* Task inputs:
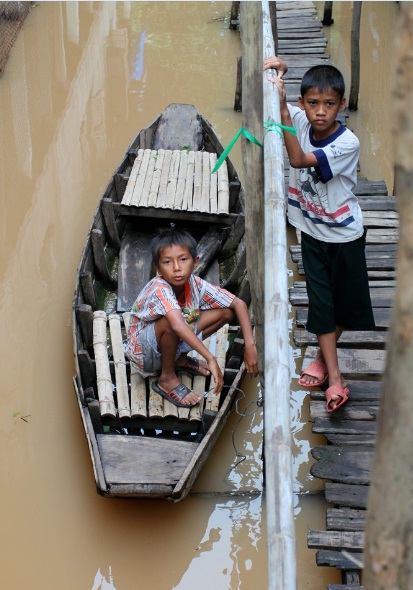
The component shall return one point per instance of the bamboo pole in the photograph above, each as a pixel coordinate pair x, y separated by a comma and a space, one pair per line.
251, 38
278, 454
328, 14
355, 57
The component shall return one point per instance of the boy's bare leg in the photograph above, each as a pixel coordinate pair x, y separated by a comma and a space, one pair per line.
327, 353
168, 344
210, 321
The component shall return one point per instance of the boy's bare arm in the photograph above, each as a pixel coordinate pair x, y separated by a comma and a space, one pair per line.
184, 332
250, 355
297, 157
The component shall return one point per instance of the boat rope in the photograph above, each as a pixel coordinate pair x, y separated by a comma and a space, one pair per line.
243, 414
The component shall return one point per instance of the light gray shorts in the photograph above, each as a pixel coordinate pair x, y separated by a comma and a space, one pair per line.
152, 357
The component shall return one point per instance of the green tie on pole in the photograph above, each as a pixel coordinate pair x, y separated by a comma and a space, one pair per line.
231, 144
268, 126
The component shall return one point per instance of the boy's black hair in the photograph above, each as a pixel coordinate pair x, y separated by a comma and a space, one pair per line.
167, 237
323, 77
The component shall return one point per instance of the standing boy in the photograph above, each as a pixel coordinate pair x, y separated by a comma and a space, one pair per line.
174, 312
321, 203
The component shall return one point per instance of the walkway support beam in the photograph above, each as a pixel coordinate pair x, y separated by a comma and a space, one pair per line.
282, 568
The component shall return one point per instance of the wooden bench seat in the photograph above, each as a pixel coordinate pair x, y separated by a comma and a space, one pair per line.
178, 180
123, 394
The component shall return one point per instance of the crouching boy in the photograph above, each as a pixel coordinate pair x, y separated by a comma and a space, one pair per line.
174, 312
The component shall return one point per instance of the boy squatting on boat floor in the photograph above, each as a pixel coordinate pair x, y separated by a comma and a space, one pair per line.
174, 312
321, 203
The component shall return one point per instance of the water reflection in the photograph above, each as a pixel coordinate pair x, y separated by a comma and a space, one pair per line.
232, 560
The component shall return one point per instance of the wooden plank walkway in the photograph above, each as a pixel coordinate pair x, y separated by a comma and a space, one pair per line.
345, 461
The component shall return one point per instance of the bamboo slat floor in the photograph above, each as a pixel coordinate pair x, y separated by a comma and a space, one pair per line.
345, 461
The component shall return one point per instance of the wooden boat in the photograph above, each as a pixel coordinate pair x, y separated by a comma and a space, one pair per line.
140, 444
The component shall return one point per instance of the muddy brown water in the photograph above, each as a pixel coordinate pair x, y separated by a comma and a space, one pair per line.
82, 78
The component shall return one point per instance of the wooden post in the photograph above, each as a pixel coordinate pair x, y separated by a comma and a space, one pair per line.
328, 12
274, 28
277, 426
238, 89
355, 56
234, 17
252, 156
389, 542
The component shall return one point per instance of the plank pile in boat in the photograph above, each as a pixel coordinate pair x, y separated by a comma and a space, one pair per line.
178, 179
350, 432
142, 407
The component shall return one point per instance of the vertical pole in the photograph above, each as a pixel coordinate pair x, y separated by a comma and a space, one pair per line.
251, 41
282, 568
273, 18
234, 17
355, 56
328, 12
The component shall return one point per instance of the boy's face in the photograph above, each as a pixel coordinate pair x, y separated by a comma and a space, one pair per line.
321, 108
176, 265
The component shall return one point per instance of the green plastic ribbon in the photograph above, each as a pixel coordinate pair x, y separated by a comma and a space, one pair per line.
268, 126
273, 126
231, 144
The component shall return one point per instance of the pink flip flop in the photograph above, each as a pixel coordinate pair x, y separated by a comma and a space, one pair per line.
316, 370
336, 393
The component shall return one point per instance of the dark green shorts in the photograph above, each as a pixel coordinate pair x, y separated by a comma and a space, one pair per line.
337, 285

* Task to complete: Verbatim copy with pictures excluded: write out the records above in full.

* Response to the exercise:
The component shall return one point per instance of the bamboo pole in the photograph above, each as a pixel coordinate pair x, y separated by a comma and a space, one pair per line.
251, 38
278, 454
328, 14
355, 57
The component shall return one point per instance of the boy's bare leg in the photograph above, each as a pixel coordinate pair x, y separated by a comma and a space, one pair per line.
327, 353
168, 344
210, 321
The component shall return one point per instance of the boy's bare arm in the photograph above, each as a pixel coordinate pair x, y separated by a comma and a space, one pair per line.
184, 332
250, 355
297, 157
The component shall return one point per instance of the boat rope in the photograph above, each as a pixel coordinate pair x, y separated by a comma and a space, one pair per line.
243, 414
The component shall return one point per instance of the light gray shorts in the photograph above, each as a pixel coordinate pair x, y separated by a comma and a space, one pair per line.
152, 357
The component shall return one point per instance of the green tie on pole in the photograph above, each as a pixel coordinate pair x, y separated by a comma and a space, one pair per line.
231, 144
268, 126
The component shall return one point per instance of the boy's black hair in the photograph above, each as a pixel coordinate pair x, y separated by a comma and a space, one pair per line.
167, 237
323, 77
The component shall return one point per instance of the standing boy in the photograph above, each as a pixel coordinate pair x, y separated by a comma and a space, one pair per line.
174, 312
321, 203
The component shall return one point per instance of the walkway support beam in the photograph above, each as a pixel coordinate pair x, y separated by a comma and a space, one pair per line.
282, 568
The component shall return one point per instance of the wooden bench seat in the photograph above, each as a pixel coordinate pair x, y separated by a comma and a space, one pair per line.
178, 180
123, 394
The component shall return one point per instance of the crouching boy in the photograph above, each as a pixel coordinate pair x, y separated by a comma and a space, one pair per line.
174, 312
The component shall return one point per instance of the boy squatting on boat floor in the photograph above, each as a pixel coordinate pair x, y separated by a comma and a space, one pair per line.
174, 312
321, 203
The component shall return one point per instance of the water reflection in the photograph above, each as a pixel coordinate pair x, y separated by a comma and a space, one pair per line.
232, 560
The component shall return one point per instance of the wooden plank walkway in the photograph above, each as a pixel coordinate pair x, y separated by a comma and a space, one pair per line.
345, 461
The component shall return one point per instance of the bamboo slat floor in the photograph above, each as a pixel coordinate pair x, y separated by a comma and a space, one pair per line.
345, 461
The component shall return one point per instance of the wooden boat in the photograph above, each as a pixel coordinate pair x, y separated by a comma and a space, one pair per line.
140, 444
The component shall return one point per instance of the muddy brown water in the photograph above, each as a pixel coordinate pair x, y separated by a comma and a space, one pair per line.
82, 78
The component shall return one point per instance of the wooden post in the photograph above, each as a pixel coordinate pair x, y separated by a comma and a space, one pair per line.
328, 12
274, 28
277, 426
238, 89
355, 56
234, 17
252, 156
389, 542
The component shall return one point per instance of the plank pile in boat in the photograph above, each as a pixel coordinate pair x, y separated by a comma and a space, one pair per line.
178, 179
350, 432
142, 407
The component shall return one point per instance of the vertical pole in the photograph above, each as a pixel coordinate pair x, y separated by a comma and a space, one pair per line.
251, 41
282, 568
273, 18
234, 17
355, 56
328, 12
The component shall return one point per instance of the boy's face in the photograph above, each as a pixel coordinate pair x, y separated by a comma and a space, one pair per line.
321, 108
176, 265
The component shall return one point per instance of the green plastic ribbon in the photograph above, each as a pixel coordinate pair x, y separated by a comma and a space, one pair per line.
268, 126
273, 126
231, 144
The component shall return one point per instance of the pink flip flop in the photograph above, each as a pixel coordinate pair x, y separated by a comma and a space, one pair per line.
316, 370
336, 393
The component shall return one point per instance of the dark green shorts in the photograph above, each as a pixel coordinate pair x, y separated by a comma and a space, one pair per line.
337, 285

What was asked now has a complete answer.